=== SHORT TASK ===
Write the next part of the passage on cooling gas turbine combustion chambers, starting after its final sentence.

=== EXTRACT TO READ ===
"""

The amount of NOx emissions can be reduced by preventing a local
high-temperature zone from occurring in the gas turbine combustor.
One possible solution is, specifically, to mix fuel and air before
the combustion to thereby burn the mixture at a fuel-air mixture
ratio lower than a stoichiometric mixture ratio. Thus, increasing
the amount of combustion air to thereby reduce the mixture ratio is
effective in reducing the amount of NOx emissions.
The gas turbine combustor typically includes a mixer that mixes
fuel with air to produce a mixture and a combustion chamber that is
disposed downstream of the mixer and burns the mixture. A
combustion reaction takes place inside the combustion chamber and
thus the combustion chamber wall is exposed to combustion gas at
high temperature. Known gas turbine combustors incorporate a film
cooling structure that causes part of the combustion air to flow as
a film of cooling air along the combustion chamber wall
surface.
In general, compressed air supplied from a compressor to a
combustor is divided into cooling air for cooling the combustion
chamber wall and combustion air. As a result, increasing the amount
of the combustion chamber wall cooling air results in a decreased
amount of combustion air, which makes it difficult to reduce the
amount of NOx emissions. A known method (disclosed, for example, in
JP-2009-79789-A) enhances cooling efficiency to reduce the amount
of cooling air as follows. Specifically, a path through which
cooling air is passed is formed in the combustion chamber wall and
the method uses both convection cooling achieved by the cooling air
passing through the path and film cooling achieved by air that
comes out of the path.
SUMMARY OF THE INVENTION
There has recently been a growing need for greater efficiency in
industrial gas turbines to respond to a need for reduction in the
amount of carbon dioxide emissions. Efforts are thus being made to
increase combustion gas temperatures at the outlet of the combustor
(inlet of the gas turbine). As a result, improved cooling
performance is becoming a must for the combustor combustion
chamber. Meanwhile, the increasing combustion gas temperatures is a
cause for increased amounts of NOx emissions, so that the amount of
cooling air needs to be reduced in order to increase the amount of
combustion air. To solve these problems, the need is to further
enhance the cooling performance of the combustor combustion
chamber.

"""

=== DATA RECORDS ===
"""

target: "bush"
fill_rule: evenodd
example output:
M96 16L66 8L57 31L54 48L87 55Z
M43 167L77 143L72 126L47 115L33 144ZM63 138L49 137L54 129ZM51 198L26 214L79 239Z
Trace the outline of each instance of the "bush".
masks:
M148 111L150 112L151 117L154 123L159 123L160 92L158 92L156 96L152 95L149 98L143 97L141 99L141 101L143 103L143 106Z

"""

=== THE ANSWER ===
The present invention has been made in view of the foregoing
situation and it is an object of the present invention to provide a
gas turbine combustor capable of improving cooling performance of a
combustion chamber thereof and reducing the amount of NOx
emissions.
To solve the foregoing problems, an aspect of the present invention
incorporates, for example, the arrangements of the appended claims.
This application includes a plurality of means for solving the
problems. An exemplary aspect of the present invention provides a
gas turbine combustor including: a cylindrical combustion chamber
that burns combustion air and fuel to thereby produce combustion
gas; an outer casing disposed concentrically on an outside of the
combustion chamber; an end cover disposed at an upstream side end
portion of the outer casing; an annular passage formed by an outer
peripheral surface of the combustion chamber and an inner
peripheral surface of the outer casing, the annular passage
allowing the combustion air to flow therethrough; and a passage
formed inside a combustion chamber wall between the outer
peripheral surface and an inner peripheral surface of the
combustion chamber, the passage having a U-shape turned sideways
and having ends disposed on an upstream side in a transverse
cross-sectional view, wherein the passage includes a first passage
that extends in parallel with an axial direction of the combustion
chamber and has a supply hole on a first end side thereof, the
supply hole communicating with an outside of the combustion chamber
wall, and a second passage that has a second end side communicating
with a second end side of the first passage and has a jet hole on a
first end side thereof, the jet hole communicating with an inside
of the combustion chamber wall, and part of the combustion air that
has flowed in through the supply hole flows through the first
passage in a direction identical to a flow direction of the
combustion gas and thereafter turns back in the second passage to
thereby flow in a direction opposite to the flow direction of the
combustion gas before jetting out into the inside of the combustion
chamber through the jet hole.
The present invention can reduce the amount of cooling air and
increase the amount of combustion air because of the improved
cooling performance of the combustion chamber in the gas turbine
combustor. As a result, the present invention can provide a highly
reliable gas turbine combustor capable of reducing the amount of
NOx emissions.
BRIEF DESCRIPTION OF THE DRAWINGS
The present invention will be described hereinafter with reference
to the accompanying drawings.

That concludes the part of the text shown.